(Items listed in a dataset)
-- Start --
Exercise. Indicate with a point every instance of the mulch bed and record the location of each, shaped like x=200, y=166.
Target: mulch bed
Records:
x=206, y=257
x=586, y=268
-- End --
• WHAT THE EXERCISE ASKS: Convert the records above into a two-column CSV with the headers "input" and "output" and one row per record. Put each record's text under "input" and its answer under "output", each in a single quoted field with any line breaks replaced by spaces.

• THE RESULT:
input,output
"Exercise. Indicate with a point every instance of the mulch bed and record the location of each, shaped like x=200, y=166. Target: mulch bed Records:","x=206, y=257 x=586, y=268"